■ Task to carry out:
Take the line that contains "Expected behaviour: place one point on the spire" as the first line and the final line of the records as the last; return exactly those lines and the lines between.

■ Records shown:
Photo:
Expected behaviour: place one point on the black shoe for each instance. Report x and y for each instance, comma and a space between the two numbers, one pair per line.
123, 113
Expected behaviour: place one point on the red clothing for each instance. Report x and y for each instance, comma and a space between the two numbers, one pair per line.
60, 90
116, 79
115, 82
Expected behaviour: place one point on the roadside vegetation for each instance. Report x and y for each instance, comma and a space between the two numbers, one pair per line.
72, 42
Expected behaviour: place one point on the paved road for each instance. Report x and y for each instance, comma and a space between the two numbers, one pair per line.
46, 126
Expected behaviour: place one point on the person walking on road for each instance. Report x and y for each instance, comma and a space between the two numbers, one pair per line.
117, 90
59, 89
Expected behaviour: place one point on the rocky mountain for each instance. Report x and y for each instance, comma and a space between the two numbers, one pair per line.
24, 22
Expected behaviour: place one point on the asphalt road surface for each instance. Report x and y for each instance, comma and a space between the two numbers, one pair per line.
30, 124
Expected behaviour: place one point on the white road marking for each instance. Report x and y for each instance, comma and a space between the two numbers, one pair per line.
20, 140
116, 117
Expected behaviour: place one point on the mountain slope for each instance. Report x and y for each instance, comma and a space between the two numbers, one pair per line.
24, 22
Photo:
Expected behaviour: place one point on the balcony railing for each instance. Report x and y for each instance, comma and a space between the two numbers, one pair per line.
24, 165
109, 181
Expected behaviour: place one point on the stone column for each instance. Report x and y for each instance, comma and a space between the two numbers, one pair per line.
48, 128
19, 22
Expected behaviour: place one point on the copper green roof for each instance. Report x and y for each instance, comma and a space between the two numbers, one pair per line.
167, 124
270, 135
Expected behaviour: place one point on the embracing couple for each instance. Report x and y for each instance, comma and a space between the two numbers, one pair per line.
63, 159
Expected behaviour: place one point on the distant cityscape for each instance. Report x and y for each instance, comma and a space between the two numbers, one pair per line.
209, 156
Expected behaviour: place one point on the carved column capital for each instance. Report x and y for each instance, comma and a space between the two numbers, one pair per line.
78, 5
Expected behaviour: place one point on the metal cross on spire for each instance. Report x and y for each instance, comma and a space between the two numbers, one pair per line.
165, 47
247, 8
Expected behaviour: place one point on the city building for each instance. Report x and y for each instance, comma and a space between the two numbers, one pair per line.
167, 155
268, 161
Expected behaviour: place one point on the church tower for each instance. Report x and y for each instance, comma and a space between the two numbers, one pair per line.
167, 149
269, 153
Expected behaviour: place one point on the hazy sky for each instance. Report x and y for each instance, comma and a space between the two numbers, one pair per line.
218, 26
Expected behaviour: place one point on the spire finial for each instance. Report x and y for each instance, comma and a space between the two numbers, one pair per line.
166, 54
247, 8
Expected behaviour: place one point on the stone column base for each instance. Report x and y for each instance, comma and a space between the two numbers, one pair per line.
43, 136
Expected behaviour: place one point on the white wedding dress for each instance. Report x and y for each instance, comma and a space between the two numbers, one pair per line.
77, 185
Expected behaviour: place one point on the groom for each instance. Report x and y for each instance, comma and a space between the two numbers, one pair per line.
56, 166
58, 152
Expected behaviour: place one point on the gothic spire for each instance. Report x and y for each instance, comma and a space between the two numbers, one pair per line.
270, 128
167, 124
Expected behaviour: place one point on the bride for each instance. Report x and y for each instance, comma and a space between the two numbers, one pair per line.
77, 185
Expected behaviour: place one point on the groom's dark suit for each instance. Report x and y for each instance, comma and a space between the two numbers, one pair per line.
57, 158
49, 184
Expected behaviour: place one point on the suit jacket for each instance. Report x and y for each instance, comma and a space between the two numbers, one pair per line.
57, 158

■ Complete answer:
Expected behaviour: place one point on the spire finial for each instance. Report x and y for each instance, comma and a space between the two numbers, one pair per line.
166, 54
247, 8
Expected behaviour: place one point on the stone column base for each instance. Report x and y for each instance, comma and a space between the two numbers, one pair per line.
43, 136
Expected behaviour: place one point on the white wedding dress for each instance. Report x and y for each instance, comma and a space between the two numbers, one pair per line.
77, 185
Expected behaviour: place one point on the groom for each instance. Report x and y for each instance, comma and a space between the two numbers, one pair per line.
56, 166
58, 152
Expected behaviour: place one point on the gothic spire for each instance. Report x and y for each instance, comma and a space between the two numbers, one pair per line.
270, 128
167, 124
Expected behaviour: place one point on the bride for each instance. Report x and y for each instance, comma and a space between the two numbers, one pair per line.
77, 185
Expected behaviour: place one point on the groom's dark suit for each instance. Report x and y for each instance, comma and a space between the two numbers, one pair per line.
57, 158
49, 184
Expected behaviour: place one point on the suit jacket for each instance. Report x and y for each instance, comma and a space between the two numbers, one pair per line.
57, 158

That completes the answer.